• _Work to be completed_
Within the listing below, the lines to output run from the one containing "Target: man in white shirt" through the one containing "Target: car window"; copy them exactly and nothing else.

START Data supplied

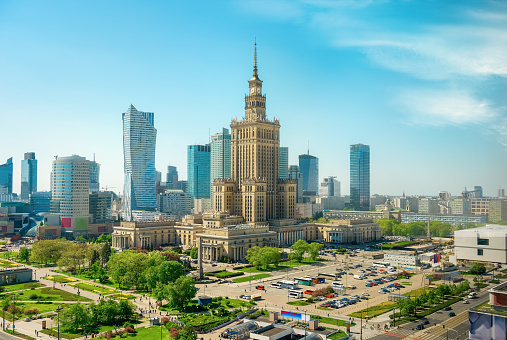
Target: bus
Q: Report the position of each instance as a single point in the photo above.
(381, 264)
(288, 284)
(305, 281)
(295, 294)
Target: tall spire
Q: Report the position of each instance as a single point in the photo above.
(255, 59)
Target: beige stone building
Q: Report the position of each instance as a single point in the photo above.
(255, 190)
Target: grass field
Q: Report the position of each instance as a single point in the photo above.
(21, 286)
(47, 294)
(60, 279)
(90, 287)
(373, 311)
(252, 278)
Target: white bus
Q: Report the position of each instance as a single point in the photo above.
(288, 284)
(381, 264)
(295, 294)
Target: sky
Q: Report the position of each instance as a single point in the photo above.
(424, 83)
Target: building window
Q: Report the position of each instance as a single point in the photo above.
(483, 242)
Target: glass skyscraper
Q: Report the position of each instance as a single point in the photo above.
(309, 168)
(360, 177)
(28, 175)
(220, 161)
(6, 177)
(198, 171)
(139, 139)
(284, 162)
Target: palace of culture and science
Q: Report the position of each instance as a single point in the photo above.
(252, 208)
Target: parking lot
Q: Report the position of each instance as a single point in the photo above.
(352, 295)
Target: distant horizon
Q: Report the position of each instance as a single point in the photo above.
(397, 76)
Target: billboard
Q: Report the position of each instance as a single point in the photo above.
(296, 316)
(486, 326)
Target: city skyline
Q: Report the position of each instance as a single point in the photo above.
(428, 113)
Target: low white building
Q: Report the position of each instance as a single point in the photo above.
(402, 260)
(484, 244)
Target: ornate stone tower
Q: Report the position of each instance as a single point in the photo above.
(255, 155)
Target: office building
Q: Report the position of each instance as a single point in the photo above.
(255, 190)
(28, 175)
(498, 210)
(220, 159)
(94, 176)
(295, 175)
(71, 184)
(139, 139)
(176, 202)
(360, 177)
(484, 244)
(6, 177)
(100, 206)
(284, 162)
(41, 201)
(309, 168)
(198, 171)
(428, 206)
(329, 187)
(172, 177)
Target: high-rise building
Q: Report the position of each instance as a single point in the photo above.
(309, 167)
(198, 171)
(255, 190)
(220, 160)
(6, 177)
(71, 185)
(360, 176)
(41, 201)
(284, 162)
(139, 140)
(28, 175)
(94, 176)
(329, 187)
(295, 175)
(172, 177)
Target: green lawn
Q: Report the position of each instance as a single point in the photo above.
(119, 296)
(149, 333)
(60, 279)
(248, 278)
(90, 287)
(21, 286)
(47, 294)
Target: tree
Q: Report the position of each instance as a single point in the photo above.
(75, 317)
(314, 249)
(24, 254)
(298, 250)
(181, 292)
(478, 268)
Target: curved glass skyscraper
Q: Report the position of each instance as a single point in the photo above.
(139, 139)
(360, 177)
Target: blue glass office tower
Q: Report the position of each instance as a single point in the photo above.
(6, 177)
(28, 175)
(360, 177)
(139, 139)
(198, 171)
(309, 168)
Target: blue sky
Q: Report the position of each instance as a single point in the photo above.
(422, 82)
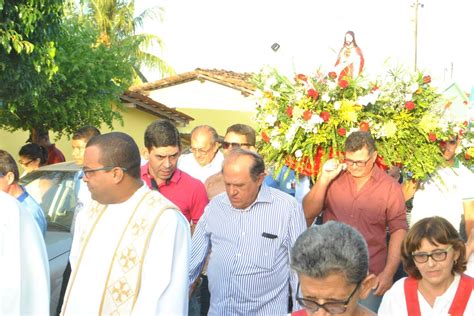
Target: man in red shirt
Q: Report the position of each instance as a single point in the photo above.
(365, 197)
(163, 147)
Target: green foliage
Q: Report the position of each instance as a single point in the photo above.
(305, 121)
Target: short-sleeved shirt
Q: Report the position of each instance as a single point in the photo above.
(443, 194)
(186, 192)
(378, 204)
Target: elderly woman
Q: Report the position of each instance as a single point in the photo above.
(332, 263)
(433, 255)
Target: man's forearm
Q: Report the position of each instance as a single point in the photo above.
(394, 251)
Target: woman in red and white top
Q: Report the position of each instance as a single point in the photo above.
(434, 256)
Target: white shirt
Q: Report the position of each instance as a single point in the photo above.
(188, 164)
(394, 303)
(164, 283)
(24, 268)
(443, 195)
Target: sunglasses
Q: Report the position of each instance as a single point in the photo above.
(227, 145)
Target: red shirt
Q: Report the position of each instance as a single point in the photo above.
(54, 155)
(187, 193)
(379, 203)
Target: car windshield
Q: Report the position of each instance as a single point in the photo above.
(55, 191)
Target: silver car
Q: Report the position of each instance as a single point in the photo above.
(56, 188)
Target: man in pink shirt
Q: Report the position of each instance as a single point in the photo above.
(163, 147)
(360, 194)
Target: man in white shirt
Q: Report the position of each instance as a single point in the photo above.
(205, 158)
(449, 193)
(130, 253)
(24, 273)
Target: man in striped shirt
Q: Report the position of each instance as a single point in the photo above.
(251, 229)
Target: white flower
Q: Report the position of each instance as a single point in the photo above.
(297, 112)
(325, 97)
(270, 119)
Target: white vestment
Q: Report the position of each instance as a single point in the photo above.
(161, 286)
(24, 269)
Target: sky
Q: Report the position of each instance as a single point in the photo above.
(237, 35)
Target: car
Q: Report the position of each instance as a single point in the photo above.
(55, 187)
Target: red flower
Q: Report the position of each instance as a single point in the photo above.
(410, 105)
(364, 126)
(301, 77)
(307, 115)
(313, 94)
(343, 84)
(325, 116)
(265, 137)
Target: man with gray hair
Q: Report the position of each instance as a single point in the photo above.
(251, 229)
(130, 253)
(332, 262)
(205, 158)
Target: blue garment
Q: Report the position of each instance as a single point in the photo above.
(249, 267)
(29, 204)
(281, 183)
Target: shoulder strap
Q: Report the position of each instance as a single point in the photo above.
(463, 293)
(411, 296)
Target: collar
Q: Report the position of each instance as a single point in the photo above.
(264, 196)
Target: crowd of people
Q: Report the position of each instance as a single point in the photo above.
(207, 231)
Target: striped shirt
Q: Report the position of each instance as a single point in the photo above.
(249, 268)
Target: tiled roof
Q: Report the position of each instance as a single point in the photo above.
(149, 105)
(234, 80)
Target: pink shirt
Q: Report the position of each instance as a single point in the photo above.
(187, 193)
(379, 203)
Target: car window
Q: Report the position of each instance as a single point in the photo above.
(56, 192)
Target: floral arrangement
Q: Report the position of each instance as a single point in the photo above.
(304, 121)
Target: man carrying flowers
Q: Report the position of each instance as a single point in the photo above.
(357, 192)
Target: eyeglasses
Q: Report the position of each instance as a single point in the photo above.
(87, 172)
(226, 145)
(358, 163)
(437, 255)
(335, 307)
(26, 163)
(200, 150)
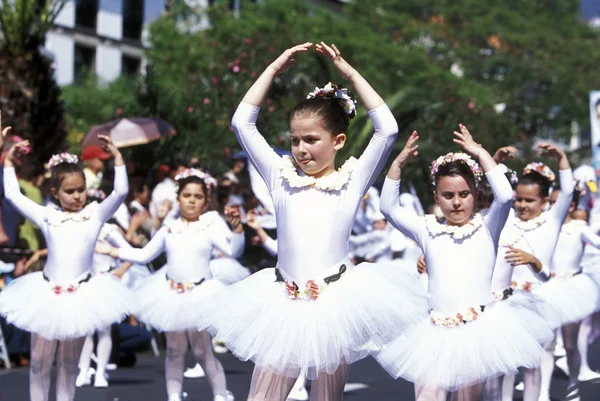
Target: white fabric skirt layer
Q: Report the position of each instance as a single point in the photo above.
(31, 304)
(573, 298)
(361, 311)
(509, 334)
(166, 309)
(228, 270)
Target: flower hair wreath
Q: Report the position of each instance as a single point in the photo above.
(456, 157)
(333, 91)
(64, 157)
(194, 172)
(541, 169)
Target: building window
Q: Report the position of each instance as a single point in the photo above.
(86, 12)
(85, 61)
(130, 65)
(133, 19)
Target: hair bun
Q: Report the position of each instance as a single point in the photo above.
(333, 91)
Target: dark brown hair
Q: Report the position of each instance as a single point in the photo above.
(333, 117)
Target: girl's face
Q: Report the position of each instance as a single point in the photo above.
(313, 147)
(72, 194)
(455, 198)
(528, 202)
(192, 200)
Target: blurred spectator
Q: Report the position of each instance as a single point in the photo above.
(93, 158)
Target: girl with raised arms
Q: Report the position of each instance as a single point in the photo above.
(172, 298)
(467, 337)
(315, 313)
(65, 302)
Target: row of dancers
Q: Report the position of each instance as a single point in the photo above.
(497, 290)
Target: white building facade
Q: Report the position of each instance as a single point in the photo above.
(105, 37)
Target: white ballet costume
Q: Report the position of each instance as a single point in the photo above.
(170, 299)
(468, 337)
(542, 233)
(65, 302)
(316, 312)
(103, 264)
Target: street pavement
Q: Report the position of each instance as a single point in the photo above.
(145, 382)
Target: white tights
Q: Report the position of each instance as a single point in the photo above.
(201, 345)
(102, 352)
(469, 393)
(43, 354)
(269, 386)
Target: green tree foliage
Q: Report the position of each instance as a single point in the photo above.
(437, 64)
(29, 95)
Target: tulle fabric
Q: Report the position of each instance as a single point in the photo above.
(509, 334)
(165, 309)
(30, 304)
(573, 298)
(362, 311)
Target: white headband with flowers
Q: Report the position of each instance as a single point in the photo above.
(194, 172)
(64, 157)
(456, 157)
(541, 169)
(332, 91)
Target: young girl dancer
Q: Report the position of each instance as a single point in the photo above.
(103, 264)
(60, 306)
(467, 337)
(171, 298)
(573, 294)
(307, 315)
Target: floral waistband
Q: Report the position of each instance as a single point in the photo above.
(502, 295)
(67, 288)
(523, 285)
(312, 289)
(180, 288)
(471, 314)
(564, 275)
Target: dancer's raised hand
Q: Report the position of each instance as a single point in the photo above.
(286, 59)
(335, 55)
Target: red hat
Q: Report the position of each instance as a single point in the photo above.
(93, 152)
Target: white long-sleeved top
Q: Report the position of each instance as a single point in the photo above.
(570, 246)
(460, 269)
(314, 225)
(542, 232)
(70, 237)
(189, 247)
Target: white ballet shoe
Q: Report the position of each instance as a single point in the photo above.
(588, 374)
(195, 372)
(219, 347)
(100, 381)
(298, 394)
(83, 379)
(227, 397)
(561, 363)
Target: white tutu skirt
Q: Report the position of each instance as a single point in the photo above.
(165, 309)
(31, 304)
(228, 270)
(509, 334)
(573, 298)
(258, 321)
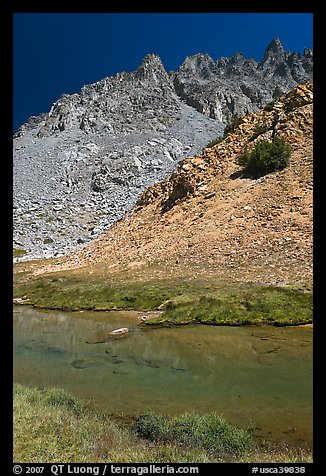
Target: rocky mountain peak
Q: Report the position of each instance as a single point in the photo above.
(79, 167)
(205, 215)
(152, 68)
(275, 48)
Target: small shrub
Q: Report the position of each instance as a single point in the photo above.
(265, 158)
(260, 129)
(17, 252)
(214, 142)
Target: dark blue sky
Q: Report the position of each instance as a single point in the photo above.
(59, 53)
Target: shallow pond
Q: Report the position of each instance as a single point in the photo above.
(257, 376)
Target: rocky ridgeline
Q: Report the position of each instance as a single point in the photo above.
(238, 86)
(78, 168)
(290, 117)
(207, 219)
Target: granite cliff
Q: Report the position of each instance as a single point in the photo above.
(82, 165)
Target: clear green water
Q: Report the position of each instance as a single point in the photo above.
(258, 376)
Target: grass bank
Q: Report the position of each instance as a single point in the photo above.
(181, 299)
(45, 423)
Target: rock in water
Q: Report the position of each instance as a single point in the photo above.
(106, 336)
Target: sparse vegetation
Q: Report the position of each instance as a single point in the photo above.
(214, 142)
(266, 157)
(45, 422)
(192, 430)
(260, 129)
(181, 301)
(269, 106)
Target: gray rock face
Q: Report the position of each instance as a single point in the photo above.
(80, 167)
(220, 89)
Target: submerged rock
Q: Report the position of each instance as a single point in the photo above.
(84, 363)
(105, 336)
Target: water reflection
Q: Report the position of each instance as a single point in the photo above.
(257, 376)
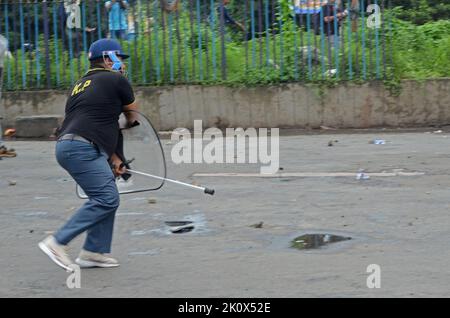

END Data supplied

• _Exercise solution_
Target: man in white shirt
Q: Report the position of each instance as a single point in the photo above.
(205, 158)
(449, 193)
(130, 253)
(24, 273)
Target: man in striped shirt
Q: Report the position of each instance as a single point in the photo above.
(251, 229)
Target: white flower
Q: Report the position of each instance as a single point in the photo above.
(297, 112)
(325, 97)
(270, 119)
Target: white vestment
Q: Report the position of each instance as a single point in the photo above.
(161, 286)
(24, 269)
Target: sky
Q: Report the position of each instance as a single point in the photo above.
(237, 35)
Target: car
Q: Report the position of each instance as a single point in the photo above.
(55, 187)
Target: red flower
Q: Report the position of each instance as a single point in the photo above.
(410, 105)
(364, 126)
(301, 77)
(307, 115)
(313, 94)
(343, 84)
(325, 116)
(265, 137)
Target: man with gray hair
Q: Report the position of each instance as a single point in the photo above.
(251, 229)
(130, 253)
(332, 262)
(205, 158)
Target: blue garment
Q: Report the position of each instance as a single point in the photo above.
(249, 267)
(29, 204)
(281, 183)
Target: shoulder strap
Q: Report the position of each instance as a single point in the photo above.
(463, 293)
(411, 296)
Target: collar
Q: Report the position of each instance as a single point in the photo above.
(264, 196)
Target: crowd of people
Q: Report the position of each instance as a single point in the photo above.
(207, 231)
Target: striped shirt
Q: Report the position of each instance as a single point in the photo above.
(249, 268)
Target: tiled roof
Q: Report the position of each instance as a single point in the photo above.
(149, 105)
(234, 80)
Target: pink shirt
Q: Report the position of each instance as a single point in the photo above.
(187, 193)
(379, 203)
Target: car window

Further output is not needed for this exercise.